Tâche A:
Recopiez le passage de l'extrait sur les économies américaine et russe, en commençant à "Les agences de" et en terminant à "mondial de brut.".

Extrait du document:
****************************************
Quelques éclaircies se sont développées dans le secteur du marché du travail… mais nous n’avons pas le souvenir que les embauches aient jamais reculé au mois de novembre depuis le début du siècle, compte tenu des recrutements massifs de salariés temporaires dans la grande distribution ou les enseignes spécialisées. L’embellie est également incontestable sur le front des ventes des détails (la chute du prix des carburants à la pompe a permis aux ménages d’accroître leurs dépenses festives de 1% fin novembre)… mais Wal-Mart s’attend à une stagnation de son chiffre d’affaire (à périmètre constant) en 2007.
Le tableau devient nettement moins réjouissant aux Etats-Unis lorsqu’il s’agit de la production industrielle, des commandes de biens durables, et du déficit commercial… Pour ce dernier, la diminution mécanique de -8,5% en octobre — dans le sillage des coûts de l’énergie — dissimule mal une dégradation structurelle dans le domaine des services ou des produits finis et semi-finis, principalement face à la Chine, mais également face à l’Inde ou la Corée du Sud, en passant par Taiwan, Hong Kong et Singapour.
Mais comme nous l’a expliqué Ben Bernanke, ce qui constituerait un handicap rédhibitoire pour n’importe quelle autre nation belliqueuse, fortement débitrice et amatrice de gaspillages de toute nature, ne ferait que renforcer l’attrait qu’exercent les Etats-Unis sur les capitaux asiatiques ou moyen-orientaux. Comme nous l’expliquions la veille, l’Amérique possède une alliée économique infaillible qui s’appelle Boucles d’Or.
** Les Russes continuent de résister à ce genre contes de fées (il est vrai que les légendes slaves ne baignent pas dans le miel et les bons sentiments) : ils considèrent le dollar ou les T-Bonds comme de la monnaie de singe. Poutine et ses principaux lieutenants, qui ont fait main basse sur 70% des richesses du pays (estimation « conservatrice » des experts occidentaux), ont certainement de bonnes raisons de se méfier du miracle à la Bernanke, et de se gausser de la prétendue influence protectrice du merveilleux sortilège baptisé Goldilocks.
Les agences de renseignement héritières du KGB ont mis leur talent et leur capacité à collecter de l’information au service des oligarques moscovites. Ces derniers se préoccupent désormais beaucoup moins de préparer une future guerre froide que des moyens les plus judicieux de recycler les masses de pétrodollars qu’ils encaissent en tant que premier producteur mondial de brut.
Et nul ne doute qu’avec l’appui financier et technologique de la Chine et du Japon, la Russie va creuser encore un peu plus l’écart avec l’Arabie Saoudite et les Emirats du Golfe Persique au cours des dix années à venir.
****************************************
Données enregistrées:
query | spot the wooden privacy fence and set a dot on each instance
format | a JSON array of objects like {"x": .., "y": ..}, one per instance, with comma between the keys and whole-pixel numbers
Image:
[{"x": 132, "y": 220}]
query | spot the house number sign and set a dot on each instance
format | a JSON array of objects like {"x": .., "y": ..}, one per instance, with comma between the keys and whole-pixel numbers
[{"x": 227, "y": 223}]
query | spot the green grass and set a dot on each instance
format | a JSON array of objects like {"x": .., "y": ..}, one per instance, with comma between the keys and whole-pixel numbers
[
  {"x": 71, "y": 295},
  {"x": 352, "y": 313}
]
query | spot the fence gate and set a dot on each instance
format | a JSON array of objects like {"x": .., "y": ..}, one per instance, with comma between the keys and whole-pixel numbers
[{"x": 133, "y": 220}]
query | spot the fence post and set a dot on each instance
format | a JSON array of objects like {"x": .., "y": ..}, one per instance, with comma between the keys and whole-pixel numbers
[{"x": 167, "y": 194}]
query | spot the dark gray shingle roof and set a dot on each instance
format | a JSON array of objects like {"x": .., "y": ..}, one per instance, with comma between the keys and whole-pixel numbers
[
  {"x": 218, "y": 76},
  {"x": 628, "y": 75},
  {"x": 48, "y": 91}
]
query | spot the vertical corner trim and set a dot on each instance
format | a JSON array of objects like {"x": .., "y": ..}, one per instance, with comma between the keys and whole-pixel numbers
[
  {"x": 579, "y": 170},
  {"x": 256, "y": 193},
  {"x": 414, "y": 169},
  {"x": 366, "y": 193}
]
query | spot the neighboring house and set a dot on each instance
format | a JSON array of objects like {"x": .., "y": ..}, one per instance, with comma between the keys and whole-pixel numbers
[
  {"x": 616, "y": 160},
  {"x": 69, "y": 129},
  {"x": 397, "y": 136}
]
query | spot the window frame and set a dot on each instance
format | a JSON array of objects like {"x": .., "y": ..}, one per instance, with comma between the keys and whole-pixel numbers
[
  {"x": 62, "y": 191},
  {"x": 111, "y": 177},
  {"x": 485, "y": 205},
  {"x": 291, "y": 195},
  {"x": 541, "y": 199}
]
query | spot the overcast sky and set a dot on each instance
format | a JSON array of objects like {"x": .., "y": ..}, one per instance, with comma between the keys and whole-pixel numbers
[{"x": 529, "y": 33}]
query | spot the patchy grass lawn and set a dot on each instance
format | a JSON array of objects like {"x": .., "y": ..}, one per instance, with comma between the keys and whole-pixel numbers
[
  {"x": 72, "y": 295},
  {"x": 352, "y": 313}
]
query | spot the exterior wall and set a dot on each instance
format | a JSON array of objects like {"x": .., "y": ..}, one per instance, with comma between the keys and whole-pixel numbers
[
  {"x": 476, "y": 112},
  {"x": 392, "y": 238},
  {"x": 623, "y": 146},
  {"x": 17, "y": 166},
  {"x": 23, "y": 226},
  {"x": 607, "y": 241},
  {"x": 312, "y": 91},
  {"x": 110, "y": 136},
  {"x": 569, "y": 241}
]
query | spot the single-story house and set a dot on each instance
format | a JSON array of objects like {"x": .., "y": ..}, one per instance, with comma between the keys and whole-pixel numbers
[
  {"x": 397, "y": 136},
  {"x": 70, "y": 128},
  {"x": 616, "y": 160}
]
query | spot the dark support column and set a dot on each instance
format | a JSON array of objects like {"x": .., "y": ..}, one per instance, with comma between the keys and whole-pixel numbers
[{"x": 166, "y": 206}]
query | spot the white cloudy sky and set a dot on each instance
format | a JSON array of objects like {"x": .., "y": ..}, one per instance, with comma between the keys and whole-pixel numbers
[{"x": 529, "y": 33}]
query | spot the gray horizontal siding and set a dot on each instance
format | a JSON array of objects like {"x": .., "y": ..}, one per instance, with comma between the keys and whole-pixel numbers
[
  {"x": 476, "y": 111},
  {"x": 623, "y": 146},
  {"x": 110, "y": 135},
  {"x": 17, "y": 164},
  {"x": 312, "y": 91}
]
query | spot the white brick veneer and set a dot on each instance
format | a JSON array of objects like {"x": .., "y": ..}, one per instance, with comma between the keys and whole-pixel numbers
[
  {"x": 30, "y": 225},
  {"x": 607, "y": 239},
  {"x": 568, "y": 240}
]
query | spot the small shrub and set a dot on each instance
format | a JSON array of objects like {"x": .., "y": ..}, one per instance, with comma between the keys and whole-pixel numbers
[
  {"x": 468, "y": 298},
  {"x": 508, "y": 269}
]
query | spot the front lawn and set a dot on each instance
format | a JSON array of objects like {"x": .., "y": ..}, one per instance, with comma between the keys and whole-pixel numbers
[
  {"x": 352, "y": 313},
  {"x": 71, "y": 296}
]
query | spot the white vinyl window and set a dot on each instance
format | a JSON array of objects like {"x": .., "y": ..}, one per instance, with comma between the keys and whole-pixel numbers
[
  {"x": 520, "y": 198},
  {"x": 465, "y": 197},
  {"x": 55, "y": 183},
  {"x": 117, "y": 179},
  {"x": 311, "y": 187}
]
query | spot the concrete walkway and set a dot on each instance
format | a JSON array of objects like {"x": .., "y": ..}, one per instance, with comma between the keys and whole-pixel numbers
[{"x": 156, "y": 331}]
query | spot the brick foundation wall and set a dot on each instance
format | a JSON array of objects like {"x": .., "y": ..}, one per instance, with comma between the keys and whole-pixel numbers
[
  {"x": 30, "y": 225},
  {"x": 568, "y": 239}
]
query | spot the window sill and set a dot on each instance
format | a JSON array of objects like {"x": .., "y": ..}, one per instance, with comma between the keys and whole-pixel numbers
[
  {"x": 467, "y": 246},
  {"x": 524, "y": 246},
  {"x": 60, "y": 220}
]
****************************************
Tâche B:
Remplacez "window sill" par "window ledge" dans les lignes des données, en commençant à celle qui contient "query | spot the brick" et en terminant à la dernière ligne. Redonnez uniquement ces lignes, sans rien modifier d'autre.

Résultat A:
Les agences de renseignement héritières du KGB ont mis leur talent et leur capacité à collecter de l’information au service des oligarques moscovites. Ces derniers se préoccupent désormais beaucoup moins de préparer une future guerre froide que des moyens les plus judicieux de recycler les masses de pétrodollars qu’ils encaissent en tant que premier producteur mondial de brut.

Résultat B:
query | spot the brick foundation wall and set a dot on each instance
format | a JSON array of objects like {"x": .., "y": ..}, one per instance, with comma between the keys and whole-pixel numbers
[
  {"x": 30, "y": 225},
  {"x": 568, "y": 239}
]
query | spot the window ledge and set a dot on each instance
format | a JSON array of objects like {"x": .., "y": ..}, one per instance, with comma between the keys and whole-pixel numbers
[
  {"x": 467, "y": 246},
  {"x": 524, "y": 246},
  {"x": 60, "y": 220}
]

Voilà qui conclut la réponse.